**Dataset entries**
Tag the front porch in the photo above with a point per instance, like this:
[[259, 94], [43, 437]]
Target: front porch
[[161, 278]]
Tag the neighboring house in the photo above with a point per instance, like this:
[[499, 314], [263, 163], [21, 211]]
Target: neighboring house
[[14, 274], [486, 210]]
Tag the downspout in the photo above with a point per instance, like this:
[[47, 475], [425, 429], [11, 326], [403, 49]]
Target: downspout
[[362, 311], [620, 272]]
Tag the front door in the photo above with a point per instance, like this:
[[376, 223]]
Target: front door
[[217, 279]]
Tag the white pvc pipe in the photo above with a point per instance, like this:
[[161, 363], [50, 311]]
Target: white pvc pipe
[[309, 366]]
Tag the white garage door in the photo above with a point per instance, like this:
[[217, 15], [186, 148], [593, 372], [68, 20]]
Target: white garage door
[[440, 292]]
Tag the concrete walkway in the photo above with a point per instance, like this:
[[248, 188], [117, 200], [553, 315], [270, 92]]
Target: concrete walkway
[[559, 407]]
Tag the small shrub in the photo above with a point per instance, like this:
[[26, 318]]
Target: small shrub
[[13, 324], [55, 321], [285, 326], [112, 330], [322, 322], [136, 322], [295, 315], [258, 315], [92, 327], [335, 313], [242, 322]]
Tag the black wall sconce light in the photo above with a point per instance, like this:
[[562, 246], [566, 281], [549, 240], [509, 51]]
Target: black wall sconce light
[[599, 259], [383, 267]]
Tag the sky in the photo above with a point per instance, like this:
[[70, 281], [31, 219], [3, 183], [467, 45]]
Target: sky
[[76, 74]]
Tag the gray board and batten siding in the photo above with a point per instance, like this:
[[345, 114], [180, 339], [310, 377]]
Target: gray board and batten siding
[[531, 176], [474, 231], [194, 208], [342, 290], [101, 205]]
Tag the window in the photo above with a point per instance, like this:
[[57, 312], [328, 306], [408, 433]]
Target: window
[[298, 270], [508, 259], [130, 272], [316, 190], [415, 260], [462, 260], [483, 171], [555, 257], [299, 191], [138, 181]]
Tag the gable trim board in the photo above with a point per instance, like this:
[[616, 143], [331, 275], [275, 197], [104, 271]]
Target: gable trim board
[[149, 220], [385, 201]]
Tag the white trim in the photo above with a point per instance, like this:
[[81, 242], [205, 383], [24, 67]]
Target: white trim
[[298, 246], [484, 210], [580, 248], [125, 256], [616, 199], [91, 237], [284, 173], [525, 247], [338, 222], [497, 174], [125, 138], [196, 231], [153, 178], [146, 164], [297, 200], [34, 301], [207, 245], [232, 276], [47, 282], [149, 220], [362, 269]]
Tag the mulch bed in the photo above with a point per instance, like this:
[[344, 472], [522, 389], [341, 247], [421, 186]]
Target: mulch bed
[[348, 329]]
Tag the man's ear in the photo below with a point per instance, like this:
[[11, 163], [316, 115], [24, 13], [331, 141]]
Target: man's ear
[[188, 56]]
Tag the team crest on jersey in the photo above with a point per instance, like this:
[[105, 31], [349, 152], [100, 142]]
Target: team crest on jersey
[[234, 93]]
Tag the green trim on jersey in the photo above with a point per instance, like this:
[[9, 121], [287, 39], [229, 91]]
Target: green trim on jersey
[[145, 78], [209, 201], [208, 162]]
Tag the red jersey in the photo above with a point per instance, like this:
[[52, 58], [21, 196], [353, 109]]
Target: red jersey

**The problem**
What is needed is an exact transcription of every entry above.

**Response area**
Tag the front porch in the photo above with a point per instance, like this:
[[259, 94], [43, 437]]
Target: front porch
[[161, 278]]
Tag the neighboring house in the photo above with a point per instance, like this:
[[499, 314], [263, 163], [21, 211]]
Target: neighboring house
[[14, 274], [486, 210]]
Tag the downspout in the photo above with a point per instance, like this:
[[47, 475], [425, 429], [11, 326], [403, 49]]
Target: downspout
[[362, 311], [620, 272]]
Tag the front door in the photo above with a point per instance, like this:
[[376, 223]]
Target: front door
[[217, 279]]
Tag the white pvc pipe in the photo above with a point per instance, like this:
[[161, 363], [50, 311]]
Target: white pvc pipe
[[309, 366]]
Tag the white garage door in the photo above with a point per instance, like this:
[[217, 15], [186, 148], [593, 372], [68, 20]]
Target: white garage door
[[440, 292]]
Tag the concrete walkway in the photo above with a point per instance, like this:
[[248, 188], [117, 200], [553, 315], [270, 92]]
Target: concrete walkway
[[559, 407]]
Tag the small shrub in the photo above with a point per instance, like this:
[[26, 318]]
Target: small shrub
[[13, 324], [55, 321], [285, 326], [112, 330], [322, 322], [136, 322], [295, 315], [258, 315], [92, 327], [335, 313], [242, 322]]
Tag the black wall sconce light in the photo above with a point per instance, like this:
[[562, 246], [566, 281], [549, 240], [509, 51]]
Target: black wall sconce light
[[599, 259], [383, 267]]
Tag the sky in the photo above with a point per instance, like this:
[[70, 281], [31, 219], [3, 183], [467, 45]]
Target: sky
[[76, 74]]
Tag the gray board and batten siding in the photo above with a point per instance, like this:
[[345, 114], [180, 339], [310, 377]]
Target: gray board and batten siding
[[531, 176], [474, 231], [194, 208], [342, 290], [101, 205]]
Tag the window in the photo above with a point per instance, like this:
[[57, 312], [328, 306], [408, 433]]
Target: window
[[298, 270], [508, 259], [130, 272], [316, 190], [415, 260], [462, 260], [483, 171], [555, 257], [299, 191], [138, 181]]
Tag the gable trim board in the photo above with a point per instance, like this:
[[616, 143], [331, 275], [275, 197], [104, 271]]
Target: gable trim board
[[149, 220], [385, 201]]
Tag the white trim in the photo above with a point per instance, like this:
[[81, 242], [205, 383], [24, 67]]
Target: white trim
[[298, 246], [484, 210], [580, 248], [125, 256], [616, 199], [91, 237], [284, 173], [525, 247], [338, 222], [497, 174], [125, 138], [196, 231], [153, 178], [146, 164], [297, 200], [34, 301], [207, 245], [232, 276], [47, 282], [149, 220], [362, 269]]
Tag the mulch bed in the photo above with a point per instance, like this:
[[344, 472], [522, 389], [341, 247], [421, 186]]
Target: mulch bed
[[348, 329]]
Tag the man's ear in the photo below with a point per instance, like this:
[[11, 163], [316, 115], [24, 13], [331, 141]]
Target: man's ear
[[188, 56]]
Tag the team crest on jersey in the photo above with a point per instance, like this:
[[105, 31], [349, 152], [100, 142]]
Target: team crest on jersey
[[234, 93]]
Tag the green trim on jersey in the photo above with a point per instance, like this:
[[9, 121], [287, 39], [229, 91]]
Target: green trim on jersey
[[145, 78], [209, 201], [208, 162]]
Tag the red jersey in the photo above with a point per instance, like this:
[[52, 58], [21, 196], [353, 109]]
Target: red jersey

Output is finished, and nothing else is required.